Given passage -

● ● ●

The intestinal epithelial barrier is mainly composed of the intestinal epithelial cells, tight junctions (connecting the epithelial cells), goblet cells, and mucus (secreted by goblet cells). This barrier is the first defensing phase to ensure the normal physiological function of the intestinal tract and prevent pathogenic microbes from crossing the intestinal mucosa. As an integral part of the barrier, intestinal mucus can limit the direct contact between host and intestinal bacteria, promote bacteria clearance, and inhibit inflammation and infection (47). Furthermore, dysbiosis of intestinal microbiota can affect the function of epithelial barrier. Firstly, the tight junction is damaged, resulting in increased intestinal mucosa permeability (48). Secondly, the dysbiosis of bacteria will significantly impact intestinal mucus. For example, Akkermansia muciniphila and Enterorhabdus mucosicola can degrade intestinal mucus and proliferate in the mucus layer (42), Escherichia coli and Gardnerella can form adherent biofilms on the surface of intestinal epithelium, destroy intestinal mucus, and allow other commensal bacteria to migrate to the mucosa (49). Muc2 protein, secreted by goblet cells, is the primary source of mucus. This protein is mediated by intestinal microbes to maintain the balance of the mucus layer. However, loss of goblet cells and Muc2 protein is a typical feature of epithelial barrier changes after the dysbiosis of intestinal bacteria in UC patients (50).
When the epithelial barrier is disrupted, symbiotic bacteria are allowed to flow in the epithelial layer. Invasion of pathogenic bacteria and opportunistic pathogens activate the host's maladaptive immune response (51). TLR is a protein molecule involved in nonspecific immunity, while lipopolysaccharide, a component of the outer membrane of Gram-negative bacteria, can bind to TLR4 (52). Similarly, peptidoglycan, lipoprotein, and lipoteichoic acid in the bacterial cell wall can also bind to TLR2/TLR6 complex. TLR9 responds to non-methylated bacterial DNA (CpG-DNA) (53). After recognizing the components of the bacterial cell wall, TLRs interact with Myeloid differentiation factor 88 (MyD88), up-regulated the activation signal of IL-1 receptor-related kinase (IRAK) of related member, activated the NF-κB signaling pathway, released pro-inflammatory cytokines, resulting in abnormal intestinal inflammation and occurrence of UC (Figure 2) (54).
As well, dysbiosis of intestinal microbiota also affects the regulation of bacterial metabolites (55). Short-chain fatty acids (SCFAs) are produced by symbiotic bacteria that digest dietary fiber in the intestine, including acetate, propionate, and butyrate, etc. (56). SCFAs can maintain the balance of regulatory T cells number to regulate intestinal inflammation (57). It is worth noting that the disorder of SCFAs' generation occurs in UC patients, which is related to the significant reduction of butyrate-producing bacteria (5). Therefore, the dysbiosis of intestinal bacteria further leads to the disorder of its metabolites and products, destroys normal immune response of the host intestine, and is also an important factor leading to UC.

● ● ●

Task 1 -
Answer these questions using the passage on the intestinal barrier:
(a) What protein, secreted by goblet cells, is the primary source of mucus?
(b) To which TLR can lipopolysaccharide bind?
(c) Which short-chain fatty acids are named?
Task 2 -
Print everything in the passage on the intestinal barrier from "As well, dysbiosis" down to "leading to UC.".

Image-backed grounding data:
● ● ●

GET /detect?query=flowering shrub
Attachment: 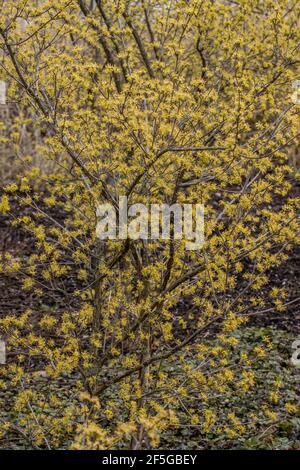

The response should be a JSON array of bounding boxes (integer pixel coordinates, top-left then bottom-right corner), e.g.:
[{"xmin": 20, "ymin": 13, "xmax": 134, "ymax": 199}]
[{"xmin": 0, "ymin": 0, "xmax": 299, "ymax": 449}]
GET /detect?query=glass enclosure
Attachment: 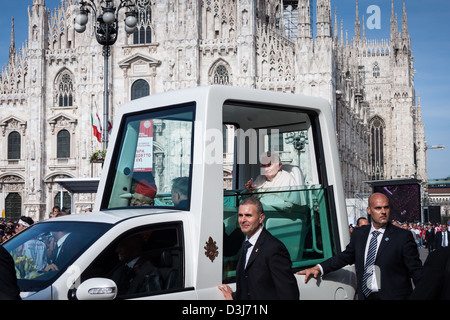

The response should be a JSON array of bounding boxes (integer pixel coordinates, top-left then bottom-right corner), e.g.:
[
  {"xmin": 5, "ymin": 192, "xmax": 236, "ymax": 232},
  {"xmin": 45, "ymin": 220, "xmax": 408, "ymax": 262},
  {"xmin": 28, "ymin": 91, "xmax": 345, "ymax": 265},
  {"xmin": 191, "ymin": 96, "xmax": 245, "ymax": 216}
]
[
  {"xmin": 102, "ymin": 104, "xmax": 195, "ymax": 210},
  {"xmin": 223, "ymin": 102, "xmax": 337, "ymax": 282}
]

● ● ●

Answer space 1 -
(a) Muc2 protein
(b) TLR4
(c) Acetate, propionate, and butyrate

Answer space 2 -
As well, dysbiosis of intestinal microbiota also affects the regulation of bacterial metabolites (55). Short-chain fatty acids (SCFAs) are produced by symbiotic bacteria that digest dietary fiber in the intestine, including acetate, propionate, and butyrate, etc. (56). SCFAs can maintain the balance of regulatory T cells number to regulate intestinal inflammation (57). It is worth noting that the disorder of SCFAs' generation occurs in UC patients, which is related to the significant reduction of butyrate-producing bacteria (5). Therefore, the dysbiosis of intestinal bacteria further leads to the disorder of its metabolites and products, destroys normal immune response of the host intestine, and is also an important factor leading to UC.